DIRECTIVE:
Rewrite the listing below with each "photo" changed to "image" and every other word kept the same. Omit the pictures from your version.

[Named-object pointing records]
>>>>
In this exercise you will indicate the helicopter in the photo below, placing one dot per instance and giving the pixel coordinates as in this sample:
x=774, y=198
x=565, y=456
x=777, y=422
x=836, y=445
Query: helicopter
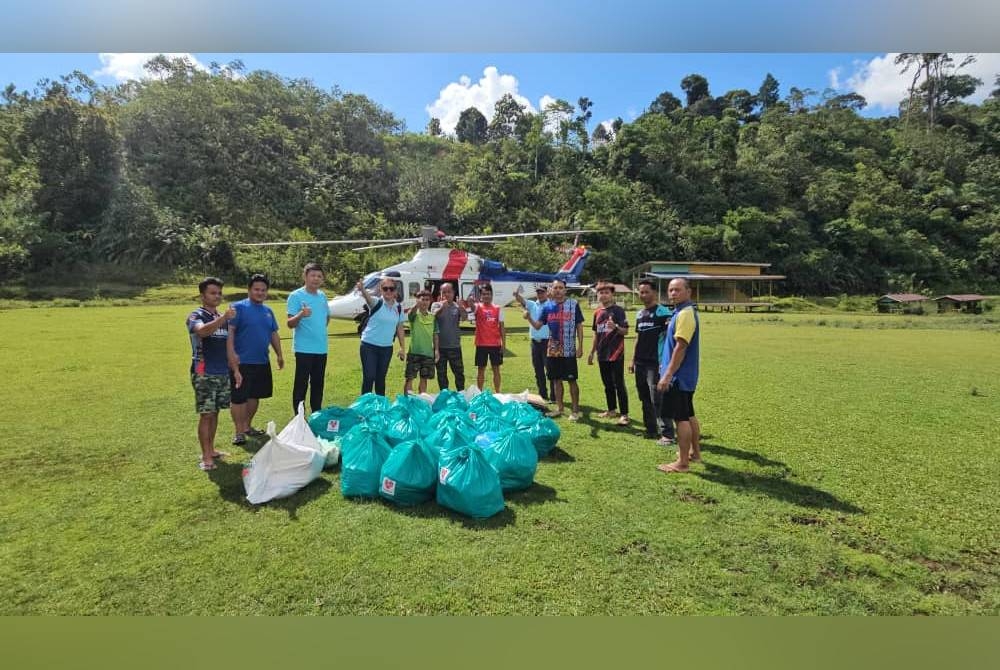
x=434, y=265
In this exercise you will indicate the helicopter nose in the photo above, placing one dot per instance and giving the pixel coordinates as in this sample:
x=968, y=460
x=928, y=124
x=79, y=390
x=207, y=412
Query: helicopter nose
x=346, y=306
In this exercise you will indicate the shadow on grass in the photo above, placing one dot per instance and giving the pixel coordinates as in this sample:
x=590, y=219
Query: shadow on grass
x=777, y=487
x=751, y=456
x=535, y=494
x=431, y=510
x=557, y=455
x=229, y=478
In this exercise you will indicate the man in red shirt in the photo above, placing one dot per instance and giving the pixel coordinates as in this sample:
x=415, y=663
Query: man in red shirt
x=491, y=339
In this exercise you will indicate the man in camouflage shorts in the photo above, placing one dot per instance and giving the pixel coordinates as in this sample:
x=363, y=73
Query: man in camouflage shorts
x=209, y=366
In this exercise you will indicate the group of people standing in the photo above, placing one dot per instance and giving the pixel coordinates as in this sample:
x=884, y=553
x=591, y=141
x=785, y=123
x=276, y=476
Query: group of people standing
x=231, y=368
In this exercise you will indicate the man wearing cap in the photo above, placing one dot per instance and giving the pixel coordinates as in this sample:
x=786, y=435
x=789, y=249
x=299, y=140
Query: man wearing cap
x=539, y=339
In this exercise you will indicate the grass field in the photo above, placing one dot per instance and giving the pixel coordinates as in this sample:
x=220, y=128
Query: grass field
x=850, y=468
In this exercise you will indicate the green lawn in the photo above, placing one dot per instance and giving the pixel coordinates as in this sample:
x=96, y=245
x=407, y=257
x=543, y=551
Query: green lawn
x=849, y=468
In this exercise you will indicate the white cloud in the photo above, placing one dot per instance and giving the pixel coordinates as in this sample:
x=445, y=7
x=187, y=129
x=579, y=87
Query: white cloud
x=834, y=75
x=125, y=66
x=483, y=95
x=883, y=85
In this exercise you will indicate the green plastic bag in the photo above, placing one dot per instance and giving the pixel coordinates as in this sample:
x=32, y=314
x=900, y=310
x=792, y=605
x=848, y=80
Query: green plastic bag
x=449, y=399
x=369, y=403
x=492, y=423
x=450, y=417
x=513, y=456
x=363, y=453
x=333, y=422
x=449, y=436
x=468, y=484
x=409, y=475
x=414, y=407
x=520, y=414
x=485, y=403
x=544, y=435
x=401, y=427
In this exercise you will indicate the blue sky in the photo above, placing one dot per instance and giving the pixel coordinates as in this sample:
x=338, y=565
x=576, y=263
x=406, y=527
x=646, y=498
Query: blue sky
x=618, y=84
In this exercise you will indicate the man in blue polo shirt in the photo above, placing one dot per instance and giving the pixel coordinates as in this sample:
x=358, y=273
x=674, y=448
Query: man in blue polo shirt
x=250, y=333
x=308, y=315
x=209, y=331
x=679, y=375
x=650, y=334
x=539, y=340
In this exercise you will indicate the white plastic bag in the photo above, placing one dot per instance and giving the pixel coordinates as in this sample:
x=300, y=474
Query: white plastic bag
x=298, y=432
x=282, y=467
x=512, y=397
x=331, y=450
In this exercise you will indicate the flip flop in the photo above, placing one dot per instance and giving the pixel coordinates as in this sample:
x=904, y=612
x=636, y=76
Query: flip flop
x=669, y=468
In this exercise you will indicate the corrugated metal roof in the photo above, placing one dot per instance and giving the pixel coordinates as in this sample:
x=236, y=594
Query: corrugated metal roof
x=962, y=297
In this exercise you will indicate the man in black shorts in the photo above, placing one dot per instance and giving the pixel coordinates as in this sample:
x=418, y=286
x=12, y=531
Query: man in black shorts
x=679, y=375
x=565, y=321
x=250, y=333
<<<<
OUTPUT:
In this exercise you will indicate the helicopter in the image below, placing one dot per instance and giving the pixel coordinates as in this sample:
x=774, y=198
x=565, y=456
x=777, y=422
x=836, y=445
Query: helicopter
x=434, y=265
In this exercise you will indicate the helicopter nose in the image above, placing one dot per instance and giving the pixel coordinates as in this sample:
x=968, y=460
x=928, y=124
x=79, y=390
x=207, y=412
Query: helicopter nose
x=346, y=306
In this exercise you will indicate the shadow on grass in the image above, placing one dot per instance and giving the pixel coordinates as in this sample:
x=590, y=219
Query: shadow on grass
x=777, y=487
x=751, y=456
x=535, y=494
x=431, y=510
x=557, y=455
x=229, y=478
In this exercise you will indicate the man in red shirt in the image above, placing one dot per instance and giving the pixel coordinates as in this sample:
x=415, y=663
Query: man in red shirt
x=491, y=339
In this exercise you will indicate the man in camouflage shorts in the image above, placing one dot per instance and giving the pixel coordinates as in this sample:
x=363, y=73
Query: man in camouflage shorts
x=209, y=366
In this exercise you will indicate the group of people standing in the image above, placing one dot per instance and giving the pixel coordinates as in this sample:
x=884, y=553
x=591, y=141
x=785, y=123
x=276, y=476
Query: group of people standing
x=231, y=368
In this exercise you will indicate the man wearing cap in the image above, placing one dot per instance and giving the pixel coordinates as in this sample:
x=786, y=435
x=789, y=249
x=299, y=140
Query: man wearing cap
x=539, y=339
In this exercise you will indicate the grass field in the image above, placing one dot per instance and giving the pixel coordinates as in this sample:
x=220, y=128
Query: grass field
x=850, y=468
In this exercise you will indicate the green lawn in the image above, placing one dot per instance and giving the pixel coordinates as in this sample:
x=96, y=245
x=407, y=257
x=543, y=551
Query: green lawn
x=849, y=468
In this exercise you will indicate the white cloud in the image above, placing one dot per instance and giving the pixel coordinates as in this sample:
x=445, y=7
x=187, y=129
x=579, y=87
Query: white cloud
x=834, y=75
x=125, y=66
x=483, y=95
x=883, y=85
In this exercise you will indicate the green plastic bag in the image above, placing one dot per instance and giving the pixel coordinates as in this sample:
x=32, y=314
x=900, y=310
x=792, y=605
x=848, y=80
Query: green plastic bag
x=449, y=399
x=369, y=403
x=492, y=423
x=450, y=417
x=513, y=456
x=363, y=453
x=333, y=422
x=449, y=436
x=468, y=484
x=409, y=475
x=414, y=407
x=520, y=414
x=485, y=403
x=544, y=435
x=401, y=427
In this exercise you will indicate the blue sky in the image above, placing one dot per instance and giving the pixel coordinates as in this sample:
x=338, y=565
x=576, y=263
x=406, y=527
x=646, y=498
Query: blue sky
x=618, y=84
In this exercise you will indicate the man in blue polo shirt in the image above, placing one dot per instance and giving the pixel coordinates as in this sample:
x=358, y=273
x=674, y=448
Query: man in blue polo shirt
x=250, y=333
x=308, y=315
x=209, y=331
x=679, y=375
x=650, y=334
x=539, y=340
In this exercise you will indicate the white plastic bag in the image above, placing one dot per instance and giving the pixel coordinates as in this sample:
x=300, y=474
Query: white plastic bag
x=298, y=432
x=282, y=467
x=512, y=397
x=331, y=450
In this exercise you will indicate the flip flop in the image above, placing one dot per instance and giving the pixel coordinates as in this sample:
x=904, y=612
x=636, y=76
Query: flip flop
x=669, y=468
In this exercise you will indicate the corrugated metal roof in the image above, placing one dot per instance and giving the pixel coordinates as in this sample:
x=236, y=594
Query: corrugated metal roof
x=962, y=297
In this exercise you will indicate the man in black shorts in the image above, placing one dot per instance and giving the pixel coordinates as in this sample:
x=418, y=286
x=12, y=531
Query: man in black shorts
x=679, y=375
x=565, y=321
x=250, y=333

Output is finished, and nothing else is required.